— PROBLEM SET —
1. In the rows, replace "child spectator" with "young spectator" in the lines starting with the line containing "Q: For each instance of the child" and going on through the end of the rows, and give only those lines, otherwise unchanged.
2. Extend the forum thread about choosing a domain host, picking up after its last sentence.

# Domain hosts



## spector5ns (Jul 22, 2017)

Hello,

I am looking around at all the "names" trying to figure out which service is best and most reasonable. So many to chose from...Wix, GoDaddy, NameCheap, etc.. andIv'e noticed a lot of them say they integrate to Wordpress. Why not just do the site on Wordpress then?!? I don't know...it's all very confusing and I want to start making a site, just not sure who to go with and what kinds of extra costs that'll get thrown at me after I start.

Any help from past experiences out there?

Thank YOU!


----------



## into the T (Aug 22, 2015)

i use and like namecheap

wordpress.org is the platform,
but there is a wordpress.com that is simply a host utilizing the fact wordpress is opensource

check here


----------



## campbeji (Jul 30, 2017)

Hi Chuck,

To get a website there are three things you need;

1/ A Domain Name, You can get these from lots of different places and as long as the company isn't 'sketchy' you would probably buy on price
2/ Hosting space, again you can get from lots of places, stay away from the free or subsidised providers, they just put ads on your site. I use crystalhost.uk, the guy that runs it, Jeff, is really good. The reason I like it is that I can contact him directly and not have to deal with a call centre.

— INPUT ROWS —
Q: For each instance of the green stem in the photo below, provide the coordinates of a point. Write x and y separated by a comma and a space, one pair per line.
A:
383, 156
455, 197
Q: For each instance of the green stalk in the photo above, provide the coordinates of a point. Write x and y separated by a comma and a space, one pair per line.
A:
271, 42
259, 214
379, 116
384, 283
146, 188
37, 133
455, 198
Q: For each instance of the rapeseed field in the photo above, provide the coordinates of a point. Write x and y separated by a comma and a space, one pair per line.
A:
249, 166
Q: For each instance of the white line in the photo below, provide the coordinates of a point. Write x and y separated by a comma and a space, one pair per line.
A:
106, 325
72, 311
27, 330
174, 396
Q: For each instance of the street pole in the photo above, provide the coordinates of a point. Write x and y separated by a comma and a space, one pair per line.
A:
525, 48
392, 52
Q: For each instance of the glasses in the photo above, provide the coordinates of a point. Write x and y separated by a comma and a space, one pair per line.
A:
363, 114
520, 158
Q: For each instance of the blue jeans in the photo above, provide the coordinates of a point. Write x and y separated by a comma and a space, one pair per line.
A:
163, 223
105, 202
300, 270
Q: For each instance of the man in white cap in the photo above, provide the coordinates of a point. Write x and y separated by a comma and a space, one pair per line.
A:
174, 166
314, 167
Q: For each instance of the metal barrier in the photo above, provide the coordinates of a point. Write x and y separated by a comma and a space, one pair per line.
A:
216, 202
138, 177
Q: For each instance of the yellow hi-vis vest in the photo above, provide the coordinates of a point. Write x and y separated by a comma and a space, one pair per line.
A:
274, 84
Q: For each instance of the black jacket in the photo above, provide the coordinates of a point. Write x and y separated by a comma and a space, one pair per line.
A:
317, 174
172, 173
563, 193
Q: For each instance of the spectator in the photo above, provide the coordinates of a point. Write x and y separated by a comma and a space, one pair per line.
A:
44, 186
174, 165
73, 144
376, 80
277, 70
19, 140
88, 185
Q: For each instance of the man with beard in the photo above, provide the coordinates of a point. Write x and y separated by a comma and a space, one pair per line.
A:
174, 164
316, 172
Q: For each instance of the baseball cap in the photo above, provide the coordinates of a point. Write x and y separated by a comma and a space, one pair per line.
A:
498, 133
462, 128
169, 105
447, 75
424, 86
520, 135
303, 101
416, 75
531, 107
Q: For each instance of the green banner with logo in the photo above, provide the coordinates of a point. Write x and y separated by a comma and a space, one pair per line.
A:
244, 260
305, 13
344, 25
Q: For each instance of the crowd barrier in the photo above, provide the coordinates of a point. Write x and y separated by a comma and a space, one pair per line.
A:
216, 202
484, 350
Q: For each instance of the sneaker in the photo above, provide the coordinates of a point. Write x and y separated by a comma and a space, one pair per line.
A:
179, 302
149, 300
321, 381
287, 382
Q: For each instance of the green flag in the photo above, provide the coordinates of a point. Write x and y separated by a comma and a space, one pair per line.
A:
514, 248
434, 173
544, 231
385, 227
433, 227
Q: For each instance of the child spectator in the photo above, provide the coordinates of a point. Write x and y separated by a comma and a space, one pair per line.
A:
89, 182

— RESULTS —
1.
Q: For each instance of the young spectator in the photo above, provide the coordinates of a point. Write x and y separated by a comma and a space, one pair per line.
A:
89, 182

2.
3/ Software to build a website out off. Wordpress is the way to go. If you install it on your own site you will have more control over how it works with add-ons etc, not all of which are available on wordpress.org/.com. It is very simple to install on your site as long as the hosting company provides the like of cpanel, most do.

Once you have your hosted space, you get the domain pointed at it, then install wordpress and your off. Very easy but sounds difficult when I type it out 

The difficult part is making the site look good and work well, and of course getting people to go to it, but thats for a different post.

If you need any more help just ask.

Good Luck
Jim


----------



## campbeji (Jul 30, 2017)

Hi Chuck,

Sorry I just noticed you are based in Florida, so you will probably want a hosting company based in the states.

If you want to cover my airfare and accommodation i'll come out and build your site for you 

Good Luck
Jim


----------



## ForeignFighter (Aug 7, 2017)

I can second Jim on the hardest part being making the site look good, hiring someone is not required, but you'll have to spend some time on to make it really good!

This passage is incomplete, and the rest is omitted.